→ Instructions for the task:
Output the lines of the items below as a Markdown table with the columns "No." and "Entry", one line per row and blank lines omitted. Begin with the line that contains "In this exercise you will indicate the camel's neck" and continue through the final line of the items.

→ Collected data:
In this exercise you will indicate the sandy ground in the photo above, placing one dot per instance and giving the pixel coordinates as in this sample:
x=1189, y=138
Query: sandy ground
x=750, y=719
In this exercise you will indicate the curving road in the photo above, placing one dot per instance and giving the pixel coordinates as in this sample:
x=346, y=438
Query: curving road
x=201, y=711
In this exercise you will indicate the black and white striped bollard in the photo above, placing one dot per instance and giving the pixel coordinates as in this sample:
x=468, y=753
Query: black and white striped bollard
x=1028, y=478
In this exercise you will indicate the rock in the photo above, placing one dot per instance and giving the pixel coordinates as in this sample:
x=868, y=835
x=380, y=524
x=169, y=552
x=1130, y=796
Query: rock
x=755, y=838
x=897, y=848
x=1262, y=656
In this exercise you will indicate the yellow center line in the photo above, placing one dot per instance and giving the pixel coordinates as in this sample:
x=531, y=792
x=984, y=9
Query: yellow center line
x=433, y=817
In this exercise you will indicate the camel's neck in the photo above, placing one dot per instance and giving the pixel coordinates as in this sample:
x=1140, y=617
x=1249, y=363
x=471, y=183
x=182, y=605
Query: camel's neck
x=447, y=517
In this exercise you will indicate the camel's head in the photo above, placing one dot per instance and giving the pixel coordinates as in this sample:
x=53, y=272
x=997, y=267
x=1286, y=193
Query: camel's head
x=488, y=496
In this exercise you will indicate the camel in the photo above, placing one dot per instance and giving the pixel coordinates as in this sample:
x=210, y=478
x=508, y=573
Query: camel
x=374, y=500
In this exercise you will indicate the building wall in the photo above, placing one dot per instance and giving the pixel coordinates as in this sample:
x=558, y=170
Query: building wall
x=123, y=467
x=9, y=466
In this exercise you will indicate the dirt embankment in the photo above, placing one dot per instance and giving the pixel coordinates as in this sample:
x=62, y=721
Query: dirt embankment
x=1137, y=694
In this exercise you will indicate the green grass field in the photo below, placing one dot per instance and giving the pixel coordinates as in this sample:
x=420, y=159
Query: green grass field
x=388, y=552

→ Result of this exercise:
| No. | Entry |
|---|---|
| 1 | In this exercise you will indicate the camel's neck in the photo above, placing one dot per instance and giving the pixel coordinates as in this sample: |
| 2 | x=1140, y=617 |
| 3 | x=1249, y=363 |
| 4 | x=471, y=183 |
| 5 | x=182, y=605 |
| 6 | Query: camel's neck |
| 7 | x=447, y=517 |
| 8 | In this exercise you will indicate the camel's head in the photo above, placing one dot per instance and giving the pixel coordinates as in this sample: |
| 9 | x=53, y=272 |
| 10 | x=997, y=267 |
| 11 | x=1286, y=193 |
| 12 | Query: camel's head |
| 13 | x=488, y=496 |
| 14 | In this exercise you will indicate the camel in the photo above, placing one dot per instance and giving the pixel coordinates as in this sample: |
| 15 | x=210, y=478 |
| 16 | x=508, y=573 |
| 17 | Query: camel |
| 18 | x=374, y=500 |
| 19 | In this exercise you will indicate the building wall in the photo above, placing one dot per instance and giving the pixel coordinates as in this sample: |
| 20 | x=558, y=170 |
| 21 | Query: building wall |
| 22 | x=123, y=467 |
| 23 | x=9, y=466 |
| 24 | In this exercise you will indicate the dirt embankment in the photo above, placing one dot per instance and giving the pixel coordinates as in this sample: |
| 25 | x=62, y=721 |
| 26 | Query: dirt embankment |
| 27 | x=1137, y=694 |
| 28 | In this exercise you will indicate the green grass field in the photo below, placing one dot per instance and giving the pixel coordinates as in this sample: |
| 29 | x=420, y=159 |
| 30 | Query: green grass field |
| 31 | x=388, y=552 |